(A run of records):
------------------------------------------------

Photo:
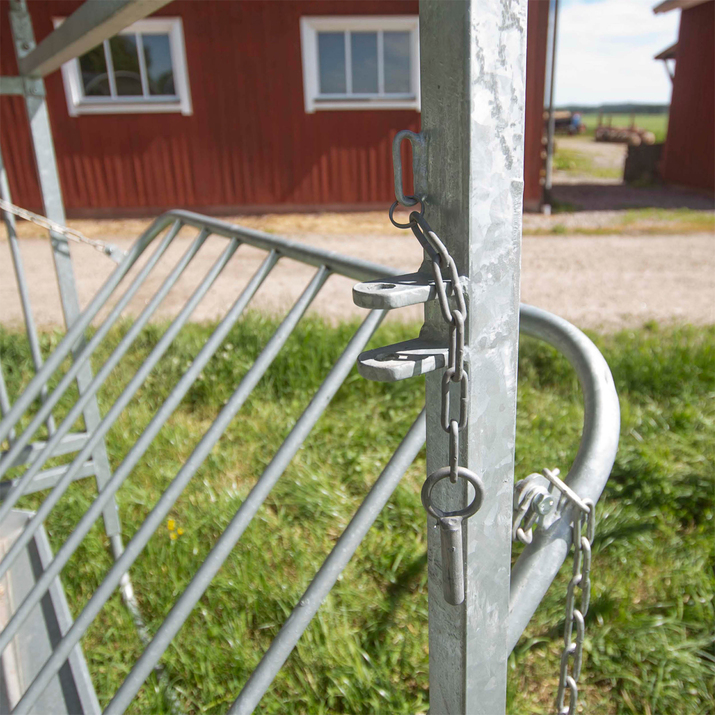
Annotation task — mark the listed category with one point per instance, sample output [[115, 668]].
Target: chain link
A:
[[444, 271], [572, 654], [115, 253]]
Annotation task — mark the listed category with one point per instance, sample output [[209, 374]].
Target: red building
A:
[[239, 107], [689, 152]]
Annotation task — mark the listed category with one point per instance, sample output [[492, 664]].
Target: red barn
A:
[[689, 152], [239, 107]]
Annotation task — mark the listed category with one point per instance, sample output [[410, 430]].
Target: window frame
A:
[[78, 104], [311, 25]]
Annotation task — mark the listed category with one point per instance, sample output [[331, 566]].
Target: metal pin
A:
[[452, 559]]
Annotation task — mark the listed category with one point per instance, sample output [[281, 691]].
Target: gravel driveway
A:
[[606, 282]]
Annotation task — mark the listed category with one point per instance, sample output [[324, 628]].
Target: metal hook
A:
[[419, 167]]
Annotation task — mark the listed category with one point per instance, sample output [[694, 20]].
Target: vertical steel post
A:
[[473, 63], [44, 150]]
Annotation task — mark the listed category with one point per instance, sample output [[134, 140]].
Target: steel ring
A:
[[406, 225], [443, 473]]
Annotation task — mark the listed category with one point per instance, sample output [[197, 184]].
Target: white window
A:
[[360, 62], [140, 70]]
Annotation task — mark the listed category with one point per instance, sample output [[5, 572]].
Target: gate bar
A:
[[91, 23], [541, 560], [473, 66], [75, 332], [105, 425], [49, 180], [332, 567], [99, 335], [157, 514], [30, 327], [241, 519]]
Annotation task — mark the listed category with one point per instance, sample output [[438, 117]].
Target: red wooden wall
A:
[[689, 157], [249, 145]]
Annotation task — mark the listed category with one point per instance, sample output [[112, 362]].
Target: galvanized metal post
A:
[[473, 63], [49, 180]]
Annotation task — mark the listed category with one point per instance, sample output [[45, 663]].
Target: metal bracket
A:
[[412, 357], [419, 167]]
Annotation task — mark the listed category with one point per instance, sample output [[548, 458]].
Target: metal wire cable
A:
[[108, 249]]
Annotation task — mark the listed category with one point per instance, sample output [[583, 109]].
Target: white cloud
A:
[[605, 52]]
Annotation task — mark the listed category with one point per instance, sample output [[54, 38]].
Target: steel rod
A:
[[76, 331], [157, 514], [332, 567], [105, 425], [70, 443], [22, 287], [347, 266], [5, 405], [102, 375], [89, 349], [539, 563], [240, 521], [473, 62], [166, 409]]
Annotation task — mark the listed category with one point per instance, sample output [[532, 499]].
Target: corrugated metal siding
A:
[[690, 145], [249, 144]]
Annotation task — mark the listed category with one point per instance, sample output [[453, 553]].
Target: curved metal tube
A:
[[539, 563]]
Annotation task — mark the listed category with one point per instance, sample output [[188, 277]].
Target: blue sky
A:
[[605, 51]]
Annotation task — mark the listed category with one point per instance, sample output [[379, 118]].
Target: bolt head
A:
[[543, 504]]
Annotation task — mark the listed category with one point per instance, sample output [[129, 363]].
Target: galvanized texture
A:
[[282, 158], [539, 563], [22, 287], [71, 234], [592, 372], [44, 152], [473, 67], [332, 567]]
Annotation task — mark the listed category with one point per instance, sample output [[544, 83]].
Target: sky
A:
[[605, 52]]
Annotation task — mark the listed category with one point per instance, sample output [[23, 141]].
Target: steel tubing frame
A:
[[143, 443], [99, 379], [537, 565], [101, 332], [129, 391], [22, 287], [160, 509], [240, 521]]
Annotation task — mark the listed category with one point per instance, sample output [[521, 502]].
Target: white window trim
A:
[[78, 104], [309, 28]]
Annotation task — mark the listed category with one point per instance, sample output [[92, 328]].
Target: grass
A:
[[656, 123], [649, 645], [633, 222], [574, 161]]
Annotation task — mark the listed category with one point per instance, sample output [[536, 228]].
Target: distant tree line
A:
[[617, 108]]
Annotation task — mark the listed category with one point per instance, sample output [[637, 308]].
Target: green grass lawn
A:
[[649, 644], [656, 123]]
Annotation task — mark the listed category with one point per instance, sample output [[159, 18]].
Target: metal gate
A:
[[468, 172], [532, 574]]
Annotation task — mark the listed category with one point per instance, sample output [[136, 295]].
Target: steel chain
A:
[[572, 654], [445, 273], [115, 253]]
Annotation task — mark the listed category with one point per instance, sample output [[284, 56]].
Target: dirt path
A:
[[596, 282]]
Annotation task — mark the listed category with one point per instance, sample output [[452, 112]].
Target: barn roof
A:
[[669, 5], [668, 53]]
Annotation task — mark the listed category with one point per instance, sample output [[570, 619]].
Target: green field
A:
[[649, 644], [656, 123]]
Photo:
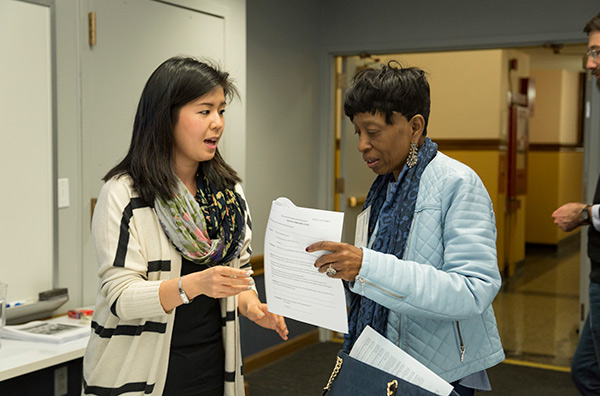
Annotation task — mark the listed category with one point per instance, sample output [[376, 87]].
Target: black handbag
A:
[[353, 377]]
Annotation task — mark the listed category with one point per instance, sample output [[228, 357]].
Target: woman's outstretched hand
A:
[[343, 261]]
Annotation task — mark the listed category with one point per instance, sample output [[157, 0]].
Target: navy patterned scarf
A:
[[395, 213]]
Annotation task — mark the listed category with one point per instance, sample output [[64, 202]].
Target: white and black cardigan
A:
[[128, 351]]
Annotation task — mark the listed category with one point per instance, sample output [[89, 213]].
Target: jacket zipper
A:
[[462, 345], [364, 282]]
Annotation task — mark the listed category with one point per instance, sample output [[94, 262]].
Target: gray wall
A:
[[396, 26], [290, 47], [282, 110]]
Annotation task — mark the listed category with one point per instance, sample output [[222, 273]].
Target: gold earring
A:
[[413, 155]]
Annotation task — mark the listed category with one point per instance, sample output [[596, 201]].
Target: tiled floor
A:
[[538, 309]]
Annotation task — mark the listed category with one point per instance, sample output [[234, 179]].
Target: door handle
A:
[[356, 201]]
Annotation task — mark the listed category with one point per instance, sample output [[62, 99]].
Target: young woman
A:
[[172, 235]]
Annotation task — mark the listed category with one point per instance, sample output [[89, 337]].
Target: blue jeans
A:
[[585, 368]]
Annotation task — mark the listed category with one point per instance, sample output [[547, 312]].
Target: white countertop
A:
[[23, 357]]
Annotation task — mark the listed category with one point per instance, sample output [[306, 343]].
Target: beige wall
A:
[[466, 93], [555, 118]]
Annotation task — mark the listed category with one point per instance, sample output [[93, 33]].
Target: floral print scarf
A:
[[206, 229]]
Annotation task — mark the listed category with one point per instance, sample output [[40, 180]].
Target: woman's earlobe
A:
[[418, 124]]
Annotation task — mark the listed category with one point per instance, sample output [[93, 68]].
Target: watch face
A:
[[585, 214]]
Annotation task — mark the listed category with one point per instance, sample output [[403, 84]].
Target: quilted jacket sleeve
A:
[[450, 268]]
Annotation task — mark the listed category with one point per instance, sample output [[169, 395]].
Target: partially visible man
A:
[[585, 367]]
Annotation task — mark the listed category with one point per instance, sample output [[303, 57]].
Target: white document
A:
[[361, 234], [374, 349], [295, 288], [46, 331]]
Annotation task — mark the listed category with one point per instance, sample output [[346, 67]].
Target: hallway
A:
[[538, 308]]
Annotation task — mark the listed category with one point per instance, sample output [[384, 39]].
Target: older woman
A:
[[429, 275]]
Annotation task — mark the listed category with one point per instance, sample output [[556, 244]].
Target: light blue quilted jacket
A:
[[440, 295]]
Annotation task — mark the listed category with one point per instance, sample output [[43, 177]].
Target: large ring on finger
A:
[[330, 271]]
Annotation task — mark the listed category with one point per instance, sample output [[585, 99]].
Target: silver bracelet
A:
[[182, 293]]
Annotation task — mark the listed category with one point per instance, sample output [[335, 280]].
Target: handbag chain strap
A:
[[336, 370], [392, 388]]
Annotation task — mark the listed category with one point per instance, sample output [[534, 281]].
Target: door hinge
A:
[[92, 28], [339, 185], [340, 81]]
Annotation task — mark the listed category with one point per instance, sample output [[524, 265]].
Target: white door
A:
[[132, 38]]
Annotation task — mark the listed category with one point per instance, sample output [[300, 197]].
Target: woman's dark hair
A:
[[592, 25], [389, 89], [149, 162]]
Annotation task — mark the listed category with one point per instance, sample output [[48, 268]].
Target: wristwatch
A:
[[585, 215], [182, 294]]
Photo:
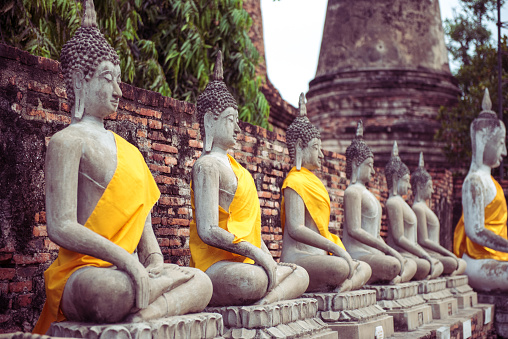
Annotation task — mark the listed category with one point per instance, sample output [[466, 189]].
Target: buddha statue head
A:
[[488, 135], [397, 173], [359, 158], [217, 110], [304, 140], [421, 182], [85, 58]]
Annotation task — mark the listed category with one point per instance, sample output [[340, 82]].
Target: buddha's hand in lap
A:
[[266, 261], [400, 258], [139, 276]]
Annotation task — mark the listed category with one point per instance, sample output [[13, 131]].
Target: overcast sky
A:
[[292, 35]]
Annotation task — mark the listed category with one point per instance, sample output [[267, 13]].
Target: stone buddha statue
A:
[[402, 229], [225, 233], [305, 213], [362, 224], [481, 235], [99, 193], [428, 223]]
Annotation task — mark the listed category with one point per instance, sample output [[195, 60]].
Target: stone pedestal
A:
[[285, 319], [435, 293], [402, 301], [353, 315], [199, 325], [500, 302], [460, 289]]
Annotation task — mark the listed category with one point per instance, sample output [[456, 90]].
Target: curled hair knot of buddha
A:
[[300, 128], [84, 52], [395, 168], [358, 152]]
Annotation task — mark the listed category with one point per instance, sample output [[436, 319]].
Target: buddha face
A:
[[403, 185], [495, 149], [312, 155], [426, 190], [102, 92], [225, 128], [365, 170]]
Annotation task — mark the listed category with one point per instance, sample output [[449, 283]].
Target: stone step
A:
[[431, 286], [295, 318], [467, 323], [394, 292]]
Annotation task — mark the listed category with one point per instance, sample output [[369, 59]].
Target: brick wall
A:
[[33, 106]]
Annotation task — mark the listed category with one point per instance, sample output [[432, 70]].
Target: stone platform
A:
[[458, 286], [353, 315], [198, 325], [467, 323], [500, 302], [285, 319], [440, 299], [402, 301]]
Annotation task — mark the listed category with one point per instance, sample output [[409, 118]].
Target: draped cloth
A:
[[243, 220], [119, 216], [495, 221], [316, 200]]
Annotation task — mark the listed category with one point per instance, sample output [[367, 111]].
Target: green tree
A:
[[165, 46], [470, 46]]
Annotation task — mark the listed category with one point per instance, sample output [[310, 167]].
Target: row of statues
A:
[[99, 193]]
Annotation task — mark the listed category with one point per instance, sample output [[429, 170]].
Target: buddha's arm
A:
[[295, 224], [62, 167], [474, 217], [205, 181], [423, 236], [353, 223], [396, 221], [149, 252]]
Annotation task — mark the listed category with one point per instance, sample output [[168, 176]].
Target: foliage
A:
[[469, 45], [165, 46]]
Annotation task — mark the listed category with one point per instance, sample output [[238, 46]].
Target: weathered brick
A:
[[7, 273], [164, 148], [38, 87], [24, 300], [20, 286], [155, 124], [40, 231], [31, 259]]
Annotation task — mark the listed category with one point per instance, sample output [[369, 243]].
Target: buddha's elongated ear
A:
[[299, 154], [78, 81], [209, 130], [354, 171]]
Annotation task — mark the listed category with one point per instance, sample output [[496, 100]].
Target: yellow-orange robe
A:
[[495, 221], [243, 220], [315, 197], [119, 216]]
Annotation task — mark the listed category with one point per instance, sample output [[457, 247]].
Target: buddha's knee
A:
[[107, 297], [201, 285], [422, 269], [243, 285]]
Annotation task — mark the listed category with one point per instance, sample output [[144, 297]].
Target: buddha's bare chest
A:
[[98, 163]]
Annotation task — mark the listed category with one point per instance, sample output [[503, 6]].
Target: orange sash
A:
[[119, 216], [243, 221], [316, 199], [495, 221]]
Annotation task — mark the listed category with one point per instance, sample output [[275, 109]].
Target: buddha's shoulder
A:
[[67, 137], [207, 164]]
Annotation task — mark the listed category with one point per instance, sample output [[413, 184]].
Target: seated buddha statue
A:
[[362, 219], [99, 193], [428, 224], [305, 215], [225, 233], [402, 232], [481, 235]]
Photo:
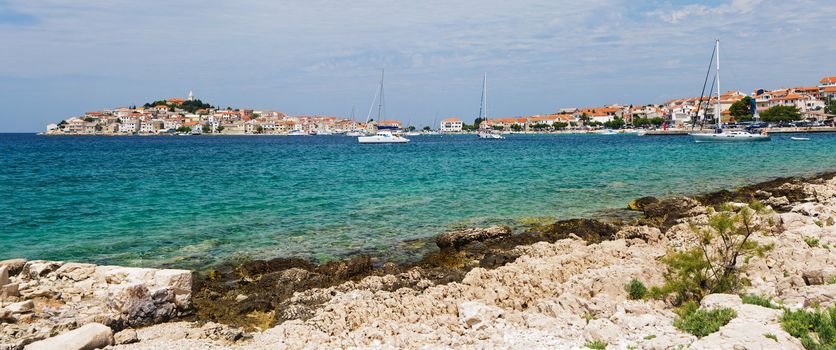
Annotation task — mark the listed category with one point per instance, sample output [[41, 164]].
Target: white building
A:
[[451, 125]]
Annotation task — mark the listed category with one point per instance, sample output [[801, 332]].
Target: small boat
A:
[[383, 136], [730, 136], [490, 135], [483, 114], [721, 135]]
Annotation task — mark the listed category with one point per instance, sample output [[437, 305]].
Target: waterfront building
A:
[[451, 125]]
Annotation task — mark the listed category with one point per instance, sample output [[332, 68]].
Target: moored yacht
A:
[[721, 135], [383, 136]]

------------------------------------------------

(Problem requirements): Retype the records word for word, starting at the line that contains "output [[310, 167]]." and ending at the line that contains "[[119, 216], [243, 221], [316, 199], [495, 221]]", including both of those lines.

(Task response):
Annotation task — mark the listed category with one point per instance, sample output [[310, 167]].
Target: row of statues
A:
[[99, 193]]
Annotation task — mark the listed category with one point per instance, sample output [[429, 170]].
Target: buddha's arm
A:
[[295, 224], [62, 167], [474, 217], [205, 181], [423, 236], [353, 223], [396, 221], [149, 252]]
Annotation task — mark the listed category with one point per instance, sample output [[168, 176]].
Target: foliage
A:
[[469, 45], [165, 46]]
Annotation task — mark the listed category with one point per instance, sample output [[238, 46]].
Target: weathered brick
A:
[[7, 273], [164, 148], [38, 87], [24, 300], [20, 286], [155, 124], [40, 231], [31, 259]]
Annotation task — mark the listed category with one point per instance, sample output [[369, 243]].
Target: buddha's elongated ear
A:
[[299, 154], [78, 81], [209, 130], [354, 171]]
Annotation task — mark the listed category with one point per instance, sample output [[496, 100]].
Target: yellow-orange robe
A:
[[495, 221], [243, 220], [315, 197], [119, 216]]
Annotation task — mark the listed category with one point per instance, sample output [[457, 247]].
Target: buddha's knee
A:
[[107, 297], [201, 285], [422, 269], [243, 285]]
Annotation task — mark the listed category with one point per instance, sample output [[144, 297]].
Target: buddha's bare chest
A:
[[98, 163]]
Annotation task — mark the listed category with one point per instance, sample output [[503, 6]].
Target: orange sash
A:
[[119, 216], [243, 221], [316, 199], [495, 221]]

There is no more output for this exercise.